» **WORK TO COMPLETE**:
**a)** Duplicate from the dobutamine study excerpt the passage starting with "An exploratory subanalysis" and going on through "1: Table S3).".
**b)** Judge whether each of the following statements agrees with the dobutamine study excerpt: (i) Shahin et al. studied a retrospective cohort; (ii) the dobutamine-sparing strategy produced a shorter ICU length of stay; (iii) an international guideline recommends avoiding inotropes in cardiac surgery. Answer yes or no for each, quoting the deciding words of the excerpt.

» **EXTRACT**:

━━━

An exploratory subanalysis was performed to assess the incidence of the primary outcome in patients on preoperative beta-blockers and in patients not on preoperative beta-blockers. Primary outcome occurred in 13/32 (41%) patients on preoperative beta-blockers in the dobutamine-to-all group, versus 8/36 (22%) in the dobutamine-sparing group and in 14/48 (29%) patients not on preoperative beta-blockers in the dobutamine-to-all group, versus 17/44 (39%) in the dobutamine-sparing group (p for interaction = 0.063) (Additional file 1: Table S3).


In the present study, a dobutamine-sparing strategy was noninferior to a dobutamine-to-all strategy in patients undergoing coronary artery bypass graft with CPB in terms of 30 days mortality or major cardiovascular complications. In addition, there were no differences in the incidence of acute kidney injury, prolonged mechanical ventilation, ICU or hospital length of stay. The present randomized trial adds high-quality evidence on the effect of inotropes use on clinically relevant outcomes and might be of help in drafting future guidelines.

The controversy about using inotropic agents routinely in cardiac surgery patients was addressed multiple times in previous literature, but mostly through low-quality studies. Shahin et al. [19] analyzed a retrospective cohort composed of 1326 patients undergoing cardiac surgery and suggested that exposure to inotropic agents in the perioperative period of cardiac surgery was associated with an increased in-hospital mortality and renal dysfunction. Nielsen et al. [10], evaluating a prospective cohort of 6005 patients undergoing cardiac surgery, described an independent association between the use of dobutamine during the perioperative period of cardiac surgery and 30-day and 1-year mortality, as well as an increase in the incidence of acute myocardial infarction, stroke, arrhythmias, and renal replacement therapy. A recent manuscript describing over 100,000 patients undergoing cardiac surgery in 294 hospitals in the United States, reported that over 90% of patients received inotropes during hospitalization [20]. It is important to note, however, that most literature in this field is composed by nonrandomized trials, and no international guideline states that avoiding inotropes may be beneficial in cardiac surgery.

━━━

» **PROVIDED DATA**:
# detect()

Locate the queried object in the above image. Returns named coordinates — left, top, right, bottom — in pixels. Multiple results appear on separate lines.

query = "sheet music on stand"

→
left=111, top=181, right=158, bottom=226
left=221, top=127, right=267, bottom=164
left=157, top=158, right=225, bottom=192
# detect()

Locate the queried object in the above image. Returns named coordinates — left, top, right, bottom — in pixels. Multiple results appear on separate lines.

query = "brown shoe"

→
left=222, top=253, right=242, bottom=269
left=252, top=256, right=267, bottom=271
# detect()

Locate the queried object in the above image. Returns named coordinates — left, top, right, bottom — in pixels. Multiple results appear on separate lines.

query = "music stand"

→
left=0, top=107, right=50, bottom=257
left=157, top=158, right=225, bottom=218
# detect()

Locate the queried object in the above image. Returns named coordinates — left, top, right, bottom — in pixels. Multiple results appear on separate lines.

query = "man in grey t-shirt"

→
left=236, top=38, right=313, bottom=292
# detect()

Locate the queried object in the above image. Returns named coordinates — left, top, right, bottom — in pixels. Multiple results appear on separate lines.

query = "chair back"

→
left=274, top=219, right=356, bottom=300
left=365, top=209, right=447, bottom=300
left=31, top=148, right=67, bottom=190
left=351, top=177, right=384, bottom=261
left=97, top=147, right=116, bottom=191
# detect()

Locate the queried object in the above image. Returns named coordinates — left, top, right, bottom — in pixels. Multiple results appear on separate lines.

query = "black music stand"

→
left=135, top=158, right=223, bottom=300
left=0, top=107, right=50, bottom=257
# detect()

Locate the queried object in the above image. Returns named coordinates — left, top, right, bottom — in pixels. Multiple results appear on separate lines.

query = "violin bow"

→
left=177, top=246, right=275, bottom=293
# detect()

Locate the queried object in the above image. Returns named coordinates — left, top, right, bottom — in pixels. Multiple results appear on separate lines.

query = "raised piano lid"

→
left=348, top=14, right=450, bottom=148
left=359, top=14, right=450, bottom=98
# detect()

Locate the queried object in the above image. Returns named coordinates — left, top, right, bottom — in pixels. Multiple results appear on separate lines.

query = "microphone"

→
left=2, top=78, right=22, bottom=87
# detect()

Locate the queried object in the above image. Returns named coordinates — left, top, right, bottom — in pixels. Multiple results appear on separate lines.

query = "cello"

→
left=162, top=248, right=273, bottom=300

━━━

» **EXPECTED OUTPUTS**:
**a)**
An exploratory subanalysis was performed to assess the incidence of the primary outcome in patients on preoperative beta-blockers and in patients not on preoperative beta-blockers. Primary outcome occurred in 13/32 (41%) patients on preoperative beta-blockers in the dobutamine-to-all group, versus 8/36 (22%) in the dobutamine-sparing group and in 14/48 (29%) patients not on preoperative beta-blockers in the dobutamine-to-all group, versus 17/44 (39%) in the dobutamine-sparing group (p for interaction = 0.063) (Additional file 1: Table S3).

**b)**
(i) Yes: "Shahin et al. [19] analyzed a retrospective cohort composed of 1326 patients undergoing cardiac surgery"
(ii) No: "there were no differences in the incidence of acute kidney injury, prolonged mechanical ventilation, ICU or hospital length of stay"
(iii) No: "no international guideline states that avoiding inotropes may be beneficial in cardiac surgery"